Copy the rows below word for word, leaving out the pictures.

> Point placement rows
§ §
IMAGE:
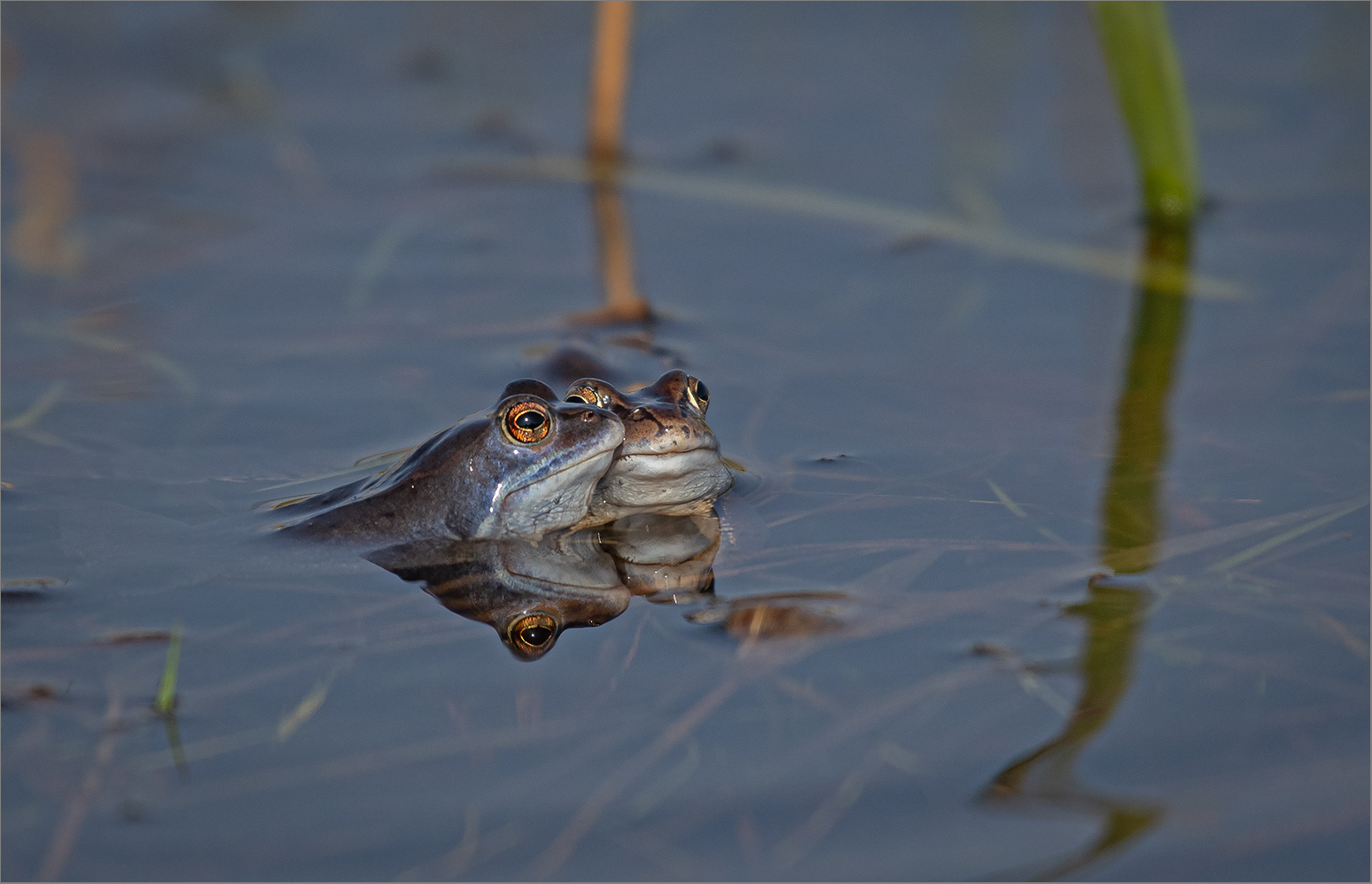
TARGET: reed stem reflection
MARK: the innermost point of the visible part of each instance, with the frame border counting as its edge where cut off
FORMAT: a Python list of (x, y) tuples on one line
[(1116, 610)]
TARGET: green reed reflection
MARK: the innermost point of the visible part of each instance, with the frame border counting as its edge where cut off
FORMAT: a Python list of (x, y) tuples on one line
[(1131, 518), (1132, 528)]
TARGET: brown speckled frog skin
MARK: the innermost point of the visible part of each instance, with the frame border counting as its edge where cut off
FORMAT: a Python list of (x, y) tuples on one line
[(670, 458), (527, 468)]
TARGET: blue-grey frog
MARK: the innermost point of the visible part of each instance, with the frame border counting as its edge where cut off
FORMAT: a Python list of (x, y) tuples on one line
[(526, 468)]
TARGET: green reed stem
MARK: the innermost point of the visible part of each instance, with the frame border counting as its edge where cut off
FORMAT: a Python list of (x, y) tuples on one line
[(1153, 98), (167, 688)]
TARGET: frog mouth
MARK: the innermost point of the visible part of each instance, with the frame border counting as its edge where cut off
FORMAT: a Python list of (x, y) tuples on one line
[(711, 445)]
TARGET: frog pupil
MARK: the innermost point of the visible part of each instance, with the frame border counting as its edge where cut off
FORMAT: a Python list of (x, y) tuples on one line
[(535, 636)]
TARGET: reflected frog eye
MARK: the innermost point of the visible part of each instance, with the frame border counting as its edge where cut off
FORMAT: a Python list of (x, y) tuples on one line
[(534, 633), (698, 393), (527, 422), (583, 395)]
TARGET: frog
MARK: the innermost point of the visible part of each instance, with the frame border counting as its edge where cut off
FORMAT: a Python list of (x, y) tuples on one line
[(670, 460), (527, 592), (666, 559), (523, 470)]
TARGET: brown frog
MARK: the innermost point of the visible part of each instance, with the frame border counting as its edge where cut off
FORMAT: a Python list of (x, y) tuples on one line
[(670, 460)]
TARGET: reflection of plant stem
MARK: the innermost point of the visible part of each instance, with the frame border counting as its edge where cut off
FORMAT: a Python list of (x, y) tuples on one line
[(1131, 525), (1131, 530), (604, 154), (175, 741), (623, 303)]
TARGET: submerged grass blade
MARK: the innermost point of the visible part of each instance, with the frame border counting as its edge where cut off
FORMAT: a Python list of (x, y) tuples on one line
[(1004, 498), (1282, 538), (1153, 98), (42, 407), (167, 688), (306, 708)]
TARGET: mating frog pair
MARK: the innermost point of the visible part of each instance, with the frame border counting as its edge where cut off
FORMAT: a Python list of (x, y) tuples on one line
[(538, 465)]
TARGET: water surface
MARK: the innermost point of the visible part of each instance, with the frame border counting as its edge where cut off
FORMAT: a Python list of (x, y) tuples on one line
[(250, 245)]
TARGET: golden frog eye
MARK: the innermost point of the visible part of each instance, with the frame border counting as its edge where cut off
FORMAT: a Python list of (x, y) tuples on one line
[(527, 422), (534, 633), (585, 395), (698, 393)]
§ §
> Correct answer
IMAGE:
TARGET: reed stem reflection
MARK: the innermost point of the visible part of each instance, with the frame border counting as its edge where cut off
FORMAT: a Python list of (x, y) tuples on one line
[(1116, 610)]
TARGET: green reed reflection
MARK: the innermost point of the visible part of each instance, with the frame border counting as its edge where cut off
FORMAT: a Python list of (x, y) tuples on one line
[(1131, 518), (1132, 528)]
TARGET: brown speckled frog skin
MARK: the innermost point of the visible part of each instance, with the frame border counting as its edge where cut off
FORMAT: a Python list of (x, y) tuples on one line
[(670, 458), (527, 468)]
TARGET: blue-grey frog
MARK: the innermost point of the visible part of each instance, with the frame border counting as its edge where cut off
FORMAT: a Python list of (x, y) tuples on one line
[(526, 468)]
TARGET: green reed stem
MARK: the innermost point of the visible part of each instance, with the frame border counting as its edge where cut off
FORMAT: a Python list of (x, y) tuples on one line
[(1153, 98), (167, 688)]
TARGET: frog mouth
MARK: the innermost point of the visible part of each instance, with the frame border counting as its edge where cut off
FORMAT: a Python list of (x, y) tuples on one line
[(711, 445)]
TARGET: frog pupil
MARK: the innermost point of the visible part of each instance, with the frame border counting as its edge where cut off
FORMAT: a Python list of (x, y) tuples on one line
[(535, 636)]
TARGET: reflected frog eye
MARK: the innermost point of the visible part of each instance, with the frame border counting as its edge where cut off
FORMAT: a Python list of (x, y) tuples on one line
[(534, 633), (698, 393), (527, 422), (583, 395)]
TARGET: frog
MARK: the innermost point of the visible part of each instance, with the frame border counting as its edge where cut off
FORMAT: a Python list of (x, y) tuples on one line
[(670, 460), (527, 592), (666, 559), (523, 470)]
TARGET: brown frog
MARK: the innermost point of the visible part of each instance, with the frame border counting as its edge where cut off
FORMAT: a Python list of (x, y) tuples on one line
[(670, 460)]
TARGET: reflection of plant stem
MARK: the innermost point of the visible part of each instance, with the frame border counting as its edge where cut off
FORMAT: a Python list of (x, y) tuples on one line
[(1131, 525), (1131, 530), (604, 154), (175, 741), (623, 303)]
TARGET: submerged grass blade
MARK: the innermost point of the visible part of each instance, with the frame border counting as its edge where cut off
FORMAT: a Python list of (x, y) tuples on one line
[(1004, 498), (1282, 538), (1153, 98), (42, 407), (167, 688), (306, 708)]
TARGET: mating frog pair
MARK: the innermost point of the visible part of each instance, with the frame border counting as its edge where cut off
FORMAT: a Python list of (x, y) tuples on one line
[(538, 465)]
TARGET: water surface
MARK: the innermost point of the visible part of each instance, with the frame border counting as its edge where cut off
FORMAT: a Python list of (x, y) tuples on one line
[(250, 245)]
TARGET: golden frog eye
MARK: the innermost point of the visible part of each instance, with the frame border counting as its edge where cut off
FORMAT: a Python list of (x, y) tuples on one line
[(527, 422), (534, 633), (585, 395), (698, 393)]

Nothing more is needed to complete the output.